Extracted records:

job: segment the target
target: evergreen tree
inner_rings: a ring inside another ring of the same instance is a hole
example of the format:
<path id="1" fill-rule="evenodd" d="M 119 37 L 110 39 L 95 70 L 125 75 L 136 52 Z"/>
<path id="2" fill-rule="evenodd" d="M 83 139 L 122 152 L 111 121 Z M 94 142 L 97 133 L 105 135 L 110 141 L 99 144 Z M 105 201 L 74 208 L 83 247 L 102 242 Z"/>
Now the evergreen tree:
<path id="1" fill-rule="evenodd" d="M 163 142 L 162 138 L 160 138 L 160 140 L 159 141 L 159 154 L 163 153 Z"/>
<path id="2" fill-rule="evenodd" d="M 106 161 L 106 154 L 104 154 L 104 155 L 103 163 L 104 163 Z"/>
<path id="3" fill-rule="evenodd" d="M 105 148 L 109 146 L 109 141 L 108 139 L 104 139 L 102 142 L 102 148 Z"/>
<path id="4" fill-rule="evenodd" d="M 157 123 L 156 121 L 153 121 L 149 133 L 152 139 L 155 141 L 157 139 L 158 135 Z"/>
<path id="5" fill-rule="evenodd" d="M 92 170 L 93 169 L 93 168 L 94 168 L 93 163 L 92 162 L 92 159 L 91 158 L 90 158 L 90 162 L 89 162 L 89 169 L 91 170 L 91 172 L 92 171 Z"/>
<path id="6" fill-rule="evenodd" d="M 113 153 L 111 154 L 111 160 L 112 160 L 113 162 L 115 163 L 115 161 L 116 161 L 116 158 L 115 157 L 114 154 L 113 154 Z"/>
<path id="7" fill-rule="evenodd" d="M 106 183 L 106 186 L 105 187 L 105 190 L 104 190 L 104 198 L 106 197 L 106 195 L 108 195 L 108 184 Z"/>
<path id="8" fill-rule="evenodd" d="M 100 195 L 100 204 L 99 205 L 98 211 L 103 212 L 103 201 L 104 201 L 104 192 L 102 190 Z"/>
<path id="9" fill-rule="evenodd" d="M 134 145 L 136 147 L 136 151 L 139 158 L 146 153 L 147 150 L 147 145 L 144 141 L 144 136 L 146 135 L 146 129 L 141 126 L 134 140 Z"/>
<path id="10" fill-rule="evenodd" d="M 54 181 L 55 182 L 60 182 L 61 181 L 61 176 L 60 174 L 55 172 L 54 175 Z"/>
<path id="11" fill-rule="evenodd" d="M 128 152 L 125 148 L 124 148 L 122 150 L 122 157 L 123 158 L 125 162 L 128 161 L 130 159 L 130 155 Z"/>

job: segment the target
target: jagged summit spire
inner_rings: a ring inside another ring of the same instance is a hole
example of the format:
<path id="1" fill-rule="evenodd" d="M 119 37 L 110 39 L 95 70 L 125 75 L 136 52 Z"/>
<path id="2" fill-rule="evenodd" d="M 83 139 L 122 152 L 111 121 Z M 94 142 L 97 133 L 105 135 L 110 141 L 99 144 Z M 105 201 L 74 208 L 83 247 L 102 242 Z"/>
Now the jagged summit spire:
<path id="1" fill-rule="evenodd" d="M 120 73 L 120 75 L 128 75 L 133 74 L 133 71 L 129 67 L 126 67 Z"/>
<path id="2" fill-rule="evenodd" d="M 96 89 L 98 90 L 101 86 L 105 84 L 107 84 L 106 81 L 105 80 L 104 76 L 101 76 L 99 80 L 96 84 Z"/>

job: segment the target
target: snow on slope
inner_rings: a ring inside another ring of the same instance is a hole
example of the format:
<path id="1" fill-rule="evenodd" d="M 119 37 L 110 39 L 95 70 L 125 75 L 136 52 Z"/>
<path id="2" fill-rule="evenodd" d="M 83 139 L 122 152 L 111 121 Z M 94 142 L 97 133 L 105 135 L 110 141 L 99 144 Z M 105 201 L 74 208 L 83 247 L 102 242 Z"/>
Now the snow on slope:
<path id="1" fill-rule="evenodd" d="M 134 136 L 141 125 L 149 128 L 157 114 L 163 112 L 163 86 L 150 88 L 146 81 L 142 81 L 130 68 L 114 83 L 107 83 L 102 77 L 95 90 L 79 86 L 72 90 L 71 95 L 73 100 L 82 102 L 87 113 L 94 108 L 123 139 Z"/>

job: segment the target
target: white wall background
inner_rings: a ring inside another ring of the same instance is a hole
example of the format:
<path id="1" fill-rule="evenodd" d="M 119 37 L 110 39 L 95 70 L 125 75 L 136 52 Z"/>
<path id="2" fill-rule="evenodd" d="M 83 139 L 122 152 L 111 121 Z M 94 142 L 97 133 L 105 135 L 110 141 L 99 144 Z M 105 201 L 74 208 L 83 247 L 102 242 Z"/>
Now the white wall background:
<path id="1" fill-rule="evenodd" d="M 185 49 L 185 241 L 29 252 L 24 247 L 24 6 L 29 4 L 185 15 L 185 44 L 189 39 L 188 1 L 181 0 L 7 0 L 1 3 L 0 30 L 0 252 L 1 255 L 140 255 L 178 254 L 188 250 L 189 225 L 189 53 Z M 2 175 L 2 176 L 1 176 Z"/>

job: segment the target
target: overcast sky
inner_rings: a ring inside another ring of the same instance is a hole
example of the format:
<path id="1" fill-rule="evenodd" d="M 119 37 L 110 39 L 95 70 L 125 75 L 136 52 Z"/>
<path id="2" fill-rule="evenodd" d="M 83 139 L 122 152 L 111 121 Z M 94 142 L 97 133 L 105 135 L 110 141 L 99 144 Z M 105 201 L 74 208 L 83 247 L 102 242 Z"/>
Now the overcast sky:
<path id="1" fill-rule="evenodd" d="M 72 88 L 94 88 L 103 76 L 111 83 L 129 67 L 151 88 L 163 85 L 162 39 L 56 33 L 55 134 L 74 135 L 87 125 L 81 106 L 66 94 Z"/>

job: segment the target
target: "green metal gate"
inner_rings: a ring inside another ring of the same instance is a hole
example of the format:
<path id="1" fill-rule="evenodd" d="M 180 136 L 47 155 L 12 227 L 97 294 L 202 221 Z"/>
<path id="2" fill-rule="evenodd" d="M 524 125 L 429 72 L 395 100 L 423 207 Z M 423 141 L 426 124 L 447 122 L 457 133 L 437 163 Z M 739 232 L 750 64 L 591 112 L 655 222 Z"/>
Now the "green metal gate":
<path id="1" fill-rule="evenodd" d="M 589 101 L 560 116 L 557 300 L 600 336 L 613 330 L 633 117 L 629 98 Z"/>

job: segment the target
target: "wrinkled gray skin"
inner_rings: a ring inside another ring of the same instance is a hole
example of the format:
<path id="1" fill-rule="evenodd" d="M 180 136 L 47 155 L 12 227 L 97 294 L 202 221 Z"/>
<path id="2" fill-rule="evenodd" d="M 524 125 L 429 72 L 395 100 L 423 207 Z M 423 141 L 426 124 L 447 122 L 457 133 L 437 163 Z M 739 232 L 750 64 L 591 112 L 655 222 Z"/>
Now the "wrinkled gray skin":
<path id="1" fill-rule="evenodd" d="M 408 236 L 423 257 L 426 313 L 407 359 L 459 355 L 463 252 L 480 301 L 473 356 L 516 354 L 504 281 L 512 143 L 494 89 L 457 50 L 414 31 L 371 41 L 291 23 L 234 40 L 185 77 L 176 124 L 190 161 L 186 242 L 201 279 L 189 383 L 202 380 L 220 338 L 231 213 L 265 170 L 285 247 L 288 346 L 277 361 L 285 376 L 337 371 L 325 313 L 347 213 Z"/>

* [WHAT TO PRODUCE]: Quote each line of the listing above exactly.

* [FINISHED EXERCISE]:
job: segment the target
target: evergreen tree
inner_rings: a ring inside another ring of the same instance is a hole
example of the format:
<path id="1" fill-rule="evenodd" d="M 119 37 L 110 39 L 95 70 L 125 75 L 136 52 Z"/>
<path id="2" fill-rule="evenodd" d="M 83 139 L 122 152 L 111 121 Z M 94 142 L 97 133 L 105 135 L 110 141 L 99 144 Z M 105 201 L 74 208 L 83 247 L 102 242 Z"/>
Now the evergreen tree:
<path id="1" fill-rule="evenodd" d="M 163 142 L 162 138 L 160 138 L 160 140 L 159 141 L 159 154 L 163 153 Z"/>
<path id="2" fill-rule="evenodd" d="M 106 161 L 106 154 L 104 154 L 104 155 L 103 163 L 104 163 Z"/>
<path id="3" fill-rule="evenodd" d="M 105 148 L 109 146 L 109 141 L 108 139 L 104 139 L 102 142 L 102 148 Z"/>
<path id="4" fill-rule="evenodd" d="M 157 123 L 156 121 L 153 121 L 149 133 L 152 139 L 155 141 L 157 139 L 158 135 Z"/>
<path id="5" fill-rule="evenodd" d="M 92 170 L 93 169 L 93 168 L 94 168 L 93 163 L 92 162 L 92 159 L 91 158 L 90 158 L 90 162 L 89 162 L 89 169 L 91 170 L 91 172 L 92 171 Z"/>
<path id="6" fill-rule="evenodd" d="M 113 153 L 111 154 L 111 160 L 112 160 L 113 162 L 115 163 L 115 161 L 116 161 L 116 158 L 115 157 L 114 154 L 113 154 Z"/>
<path id="7" fill-rule="evenodd" d="M 106 183 L 106 186 L 105 187 L 105 190 L 104 190 L 104 198 L 106 197 L 106 195 L 108 195 L 108 184 Z"/>
<path id="8" fill-rule="evenodd" d="M 100 195 L 100 204 L 99 205 L 98 211 L 103 212 L 103 201 L 104 201 L 104 192 L 102 190 Z"/>
<path id="9" fill-rule="evenodd" d="M 134 145 L 136 147 L 136 151 L 139 158 L 146 153 L 147 150 L 147 145 L 144 141 L 144 136 L 146 135 L 146 129 L 141 126 L 134 140 Z"/>
<path id="10" fill-rule="evenodd" d="M 54 181 L 55 182 L 60 182 L 61 181 L 61 176 L 60 174 L 55 172 L 54 175 Z"/>
<path id="11" fill-rule="evenodd" d="M 128 152 L 125 148 L 124 148 L 122 150 L 122 157 L 123 158 L 125 162 L 128 161 L 130 159 L 130 155 Z"/>

job: segment the target
target: jagged summit spire
inner_rings: a ring inside another ring of the same instance is a hole
example of the format:
<path id="1" fill-rule="evenodd" d="M 119 37 L 110 39 L 95 70 L 125 75 L 136 52 Z"/>
<path id="2" fill-rule="evenodd" d="M 83 139 L 122 152 L 111 121 Z M 94 142 L 97 133 L 105 135 L 110 141 L 99 144 Z M 105 201 L 74 208 L 83 247 L 102 242 Z"/>
Now the jagged summit spire:
<path id="1" fill-rule="evenodd" d="M 120 73 L 120 75 L 128 75 L 133 74 L 133 71 L 129 67 L 126 67 Z"/>
<path id="2" fill-rule="evenodd" d="M 96 89 L 98 90 L 101 86 L 105 84 L 107 84 L 106 81 L 105 80 L 104 76 L 101 76 L 99 80 L 96 84 Z"/>

job: segment the target
target: snow on slope
inner_rings: a ring inside another ring of the same instance is a hole
example of the format:
<path id="1" fill-rule="evenodd" d="M 119 37 L 110 39 L 95 70 L 125 75 L 136 52 Z"/>
<path id="2" fill-rule="evenodd" d="M 83 139 L 122 152 L 111 121 Z M 94 142 L 97 133 L 105 135 L 110 141 L 99 144 Z M 105 201 L 74 208 L 83 247 L 102 242 Z"/>
Now the snow on slope:
<path id="1" fill-rule="evenodd" d="M 134 136 L 141 125 L 149 128 L 157 114 L 163 112 L 163 86 L 150 88 L 146 81 L 142 81 L 130 68 L 114 83 L 107 83 L 102 77 L 95 90 L 79 86 L 72 90 L 71 95 L 73 100 L 82 102 L 87 113 L 94 108 L 123 139 Z"/>

job: segment the target
target: white wall background
inner_rings: a ring inside another ring of the same instance is a hole
example of the format:
<path id="1" fill-rule="evenodd" d="M 119 37 L 110 39 L 95 70 L 125 75 L 136 52 Z"/>
<path id="2" fill-rule="evenodd" d="M 83 139 L 122 152 L 111 121 Z M 94 142 L 97 133 L 105 135 L 110 141 L 99 144 Z M 105 201 L 74 208 L 83 247 L 102 242 Z"/>
Now the white wall background:
<path id="1" fill-rule="evenodd" d="M 185 49 L 185 241 L 29 252 L 24 247 L 24 6 L 29 4 L 185 15 L 185 44 L 189 39 L 188 1 L 181 0 L 7 0 L 1 3 L 0 30 L 0 252 L 1 255 L 140 255 L 178 254 L 188 250 L 189 225 L 189 53 Z M 2 175 L 2 176 L 1 176 Z"/>

job: segment the target
target: overcast sky
inner_rings: a ring inside another ring of the same instance is a hole
example of the format:
<path id="1" fill-rule="evenodd" d="M 119 37 L 110 39 L 95 70 L 125 75 L 136 52 Z"/>
<path id="2" fill-rule="evenodd" d="M 83 139 L 122 152 L 111 121 Z M 94 142 L 97 133 L 105 135 L 110 141 L 99 144 Z M 105 201 L 74 208 L 83 247 L 102 242 Z"/>
Now the overcast sky:
<path id="1" fill-rule="evenodd" d="M 72 88 L 94 88 L 103 76 L 111 83 L 129 67 L 151 88 L 163 85 L 162 39 L 56 33 L 55 134 L 74 135 L 87 125 L 81 106 L 66 94 Z"/>

job: segment the target
target: "green metal gate"
inner_rings: a ring inside another ring of the same instance is a hole
example of the format:
<path id="1" fill-rule="evenodd" d="M 180 136 L 47 155 L 12 227 L 97 294 L 202 221 Z"/>
<path id="2" fill-rule="evenodd" d="M 524 125 L 429 72 L 395 100 L 423 207 Z M 423 141 L 426 124 L 447 122 L 457 133 L 437 163 Z M 739 232 L 750 64 L 591 112 L 655 222 Z"/>
Now the "green metal gate":
<path id="1" fill-rule="evenodd" d="M 589 101 L 560 116 L 557 300 L 600 336 L 613 330 L 633 117 L 629 98 Z"/>

job: segment the target
target: "wrinkled gray skin"
inner_rings: a ring inside another ring of the same instance is a hole
example of the format:
<path id="1" fill-rule="evenodd" d="M 180 136 L 47 155 L 12 227 L 97 294 L 202 221 Z"/>
<path id="2" fill-rule="evenodd" d="M 524 125 L 429 72 L 395 100 L 423 207 Z M 423 141 L 426 124 L 447 122 L 457 133 L 437 163 Z M 739 232 L 750 64 L 591 112 L 655 222 Z"/>
Now the "wrinkled gray skin":
<path id="1" fill-rule="evenodd" d="M 408 236 L 423 257 L 426 313 L 407 359 L 459 355 L 463 252 L 480 301 L 473 356 L 516 354 L 504 281 L 512 143 L 494 89 L 457 50 L 414 31 L 371 41 L 291 23 L 234 40 L 185 77 L 176 124 L 190 161 L 186 242 L 201 279 L 189 383 L 202 380 L 220 338 L 231 213 L 265 170 L 285 247 L 288 346 L 277 361 L 285 376 L 337 371 L 325 313 L 347 213 Z"/>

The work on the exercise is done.